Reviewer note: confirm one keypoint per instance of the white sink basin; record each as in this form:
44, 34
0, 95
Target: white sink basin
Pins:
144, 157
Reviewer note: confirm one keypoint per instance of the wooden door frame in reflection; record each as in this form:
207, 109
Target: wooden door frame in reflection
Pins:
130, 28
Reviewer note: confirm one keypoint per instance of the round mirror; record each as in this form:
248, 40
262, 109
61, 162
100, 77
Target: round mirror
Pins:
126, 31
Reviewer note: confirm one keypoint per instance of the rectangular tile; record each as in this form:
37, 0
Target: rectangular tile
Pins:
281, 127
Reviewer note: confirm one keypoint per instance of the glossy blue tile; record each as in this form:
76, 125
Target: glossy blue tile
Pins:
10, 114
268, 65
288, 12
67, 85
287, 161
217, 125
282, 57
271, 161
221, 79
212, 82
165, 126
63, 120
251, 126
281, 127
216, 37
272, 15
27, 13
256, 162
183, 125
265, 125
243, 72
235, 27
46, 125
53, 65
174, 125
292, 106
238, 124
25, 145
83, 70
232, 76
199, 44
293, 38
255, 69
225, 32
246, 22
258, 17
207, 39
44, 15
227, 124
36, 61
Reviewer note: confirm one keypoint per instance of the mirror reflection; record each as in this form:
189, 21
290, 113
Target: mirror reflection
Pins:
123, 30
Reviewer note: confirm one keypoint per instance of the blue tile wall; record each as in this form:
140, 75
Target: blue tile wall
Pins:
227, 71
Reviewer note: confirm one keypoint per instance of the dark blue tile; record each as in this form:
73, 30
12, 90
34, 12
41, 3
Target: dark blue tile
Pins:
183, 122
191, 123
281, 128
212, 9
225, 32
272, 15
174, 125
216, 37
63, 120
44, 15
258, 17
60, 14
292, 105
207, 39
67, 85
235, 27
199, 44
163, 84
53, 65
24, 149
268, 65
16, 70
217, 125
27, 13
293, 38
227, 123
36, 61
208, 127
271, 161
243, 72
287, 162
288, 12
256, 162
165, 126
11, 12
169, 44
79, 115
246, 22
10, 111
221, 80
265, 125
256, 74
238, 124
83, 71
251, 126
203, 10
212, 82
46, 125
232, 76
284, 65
——
* **YOUR TASK**:
Exactly as written, please reproduce the lines from the first line of the data to the line containing "Target: blue tile wall", inclusive, and nothing else.

* **SOLUTION TO THIS PROBLEM**:
Reviewer note: confirm one keypoint per instance of the white sink basin; record each as in this form:
44, 34
0, 95
Target: white sink basin
Pins:
144, 157
Reviewer note: confirm one keypoint per instance of the wooden door frame in reflection; record each as in this form:
207, 109
Target: wooden door frame in reflection
Pins:
130, 28
Reviewer note: confirm one keypoint per instance of the round mirror; record each as in this form:
248, 40
262, 109
61, 162
100, 77
Target: round mirror
Pins:
126, 31
Reviewer note: confirm one keypoint per instance of the rectangular tile; record each as in this form:
37, 0
Target: rectangular tile
Pins:
281, 127
Reviewer note: confirm one keypoint per instance of the glossy blue tile; record each as in this form:
76, 125
Target: glossy blue tile
Pins:
10, 114
268, 65
288, 12
67, 85
287, 161
217, 125
282, 57
271, 161
221, 79
212, 82
165, 126
63, 120
251, 126
281, 127
216, 37
272, 15
27, 13
256, 162
183, 125
265, 125
243, 72
235, 27
46, 125
53, 65
174, 125
292, 106
238, 124
25, 145
83, 70
232, 76
199, 44
293, 38
255, 69
225, 32
246, 22
258, 17
207, 39
44, 15
227, 124
36, 61
Reviewer note: confirm one keypoint per instance of the mirror reflection; record each as in this form:
189, 21
290, 113
Target: mirror reflection
Pins:
123, 30
Reviewer note: confirm one keypoint per instance of the blue tile wall; record each as in this form:
140, 75
Target: blue tile wall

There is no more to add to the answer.